In this exhibition, the audience can see, in a synthesized way, the long road that artists have come and which has become possible through the Bulgarian artists’ passion for travel. Whether as a part of their educational journey or as a conscious artistic trip, the Bulgarian artists wander around Europe; evidence of this can be found in the landscapes from different European towns and cities immortalized in the paintings of dozens of authors. The topic is exceptionally widespread in the works of Bulgarian artists and is a function both of their interest in the specific image of small or significant cities of the Old Continent and the challenge to capture the uniqueness of their atmosphere.
The exhibition showcases works from the collection of the Sofia City Art Gallery which reflect the travels of Bulgarian artists around Europe. The period covered spans from the beginning of the 20th century to the contemporary times and the selection features more than 30 paintings and graphics from dozens of Bulgarian artists representing different generations and artistic schools, including Yaroslav Veshin, Aleksander Bozhinov, Nikola Petrov, Nikolay Raynov, Sirak Skitnik, Eliezer Alsheh, Dechko Uzunov, Mario Zhekov, Pencho Balkanski, Pencho Georgiev, Veselin Staykov and others. Names of some of the most eminent Bulgarian artists who have long found their deserved place in the Bulgarian history of art and who have left us their legacy of landscapes embodying their personal and emotional dialogue with Europe and the European landscape.
Director of Sofia City Art Gallery
SOFIA CITY ART GALLERY
History, memory, future
The emergence and development of museums in Sofia is premised on the public-cultural and state-political interest prevalent in the first decades after Bulgaria’s Liberation. The number of museums and museum collections gradually grew and, by the end of the 1930s, there were 83 throughout the country. The idea to create a Sofia City Museum which would house the local past and reliably reflect history, which would be a collective memory, was given long thought.
In 1928, on the occasion of the celebrations of the half centennial of Sofia’s Liberation and the Millennium of the Golden Age of Bulgarian letters, the then City Mayor General Vladimir Vazov issued an order to set up a special committee which would map out the ways and means to build a Sofia Municipal Museum. The new museum had three departments – a museum, a library and an archive while its main goal was “to collect, safeguard and research those items of Sofia’s material culture which are or will be of significance to Sofia’s history”. This laid the foundation of collecting material evidence of Sofia’s history, culture and art – books, documents, photographs, maps, plans, archaeological finds, items of domestic life, sculptures, paintings, graphics. The setting up of a “picture gallery” was an important part of the work of the museum.

» **Given problem a**: Update the entries in the part that opens with the line containing "shape point(112, 64)" and closes with the line containing "point(212, 83)", replacing "traffic light" with "stoplight" and leaving everything else unchanged. Return only those lines.

» **Data for processing**:
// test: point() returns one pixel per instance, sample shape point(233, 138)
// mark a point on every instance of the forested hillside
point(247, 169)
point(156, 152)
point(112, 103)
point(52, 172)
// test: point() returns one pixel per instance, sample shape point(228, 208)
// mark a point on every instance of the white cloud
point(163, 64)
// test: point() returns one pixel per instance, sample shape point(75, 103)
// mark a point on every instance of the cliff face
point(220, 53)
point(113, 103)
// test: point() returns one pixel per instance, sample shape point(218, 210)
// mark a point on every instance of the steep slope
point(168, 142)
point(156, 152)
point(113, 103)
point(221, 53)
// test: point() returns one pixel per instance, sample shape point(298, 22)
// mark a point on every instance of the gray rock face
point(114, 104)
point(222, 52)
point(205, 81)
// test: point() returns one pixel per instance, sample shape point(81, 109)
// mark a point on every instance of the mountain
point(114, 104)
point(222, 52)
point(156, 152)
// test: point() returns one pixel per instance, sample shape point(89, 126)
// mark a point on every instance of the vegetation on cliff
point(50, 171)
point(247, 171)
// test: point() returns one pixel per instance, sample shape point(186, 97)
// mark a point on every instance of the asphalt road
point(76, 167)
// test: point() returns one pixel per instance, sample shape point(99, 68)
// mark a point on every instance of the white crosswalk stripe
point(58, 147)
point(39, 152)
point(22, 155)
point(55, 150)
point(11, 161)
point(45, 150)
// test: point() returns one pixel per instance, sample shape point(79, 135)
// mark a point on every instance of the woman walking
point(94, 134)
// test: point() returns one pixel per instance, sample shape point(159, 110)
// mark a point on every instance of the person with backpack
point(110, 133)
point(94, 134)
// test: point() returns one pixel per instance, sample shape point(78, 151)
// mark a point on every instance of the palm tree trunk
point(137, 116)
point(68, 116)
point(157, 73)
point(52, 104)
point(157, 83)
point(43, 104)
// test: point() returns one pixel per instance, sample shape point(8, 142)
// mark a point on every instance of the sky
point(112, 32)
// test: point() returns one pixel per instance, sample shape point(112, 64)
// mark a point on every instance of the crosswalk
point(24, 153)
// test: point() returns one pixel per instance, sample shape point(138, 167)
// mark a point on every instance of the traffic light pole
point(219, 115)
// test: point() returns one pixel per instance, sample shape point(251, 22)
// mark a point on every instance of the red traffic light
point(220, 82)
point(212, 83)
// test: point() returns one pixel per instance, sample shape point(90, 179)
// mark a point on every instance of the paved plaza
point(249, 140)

» **Given problem b**: Summarize the passage on the Sofia City Art Gallery in two sentences.

» **Exercise answer a**:
// test: point() returns one pixel per instance, sample shape point(112, 64)
// mark a point on every instance of the crosswalk
point(24, 153)
// test: point() returns one pixel per instance, sample shape point(138, 167)
// mark a point on every instance of the stoplight pole
point(219, 115)
// test: point() returns one pixel per instance, sample shape point(251, 22)
// mark a point on every instance of the red stoplight
point(220, 82)
point(212, 83)

» **Exercise answer b**: The exhibition draws on the Sofia City Art Gallery collection to present more than 30 paintings and graphics, from the beginning of the 20th century to contemporary times, that depict European towns and cities as seen by Bulgarian artists who traveled around Europe. A section on the gallery's history recounts that in 1928 City Mayor General Vladimir Vazov ordered a committee to plan a Sofia Municipal Museum, whose work of collecting evidence of Sofia's history, culture and art included setting up a "picture gallery."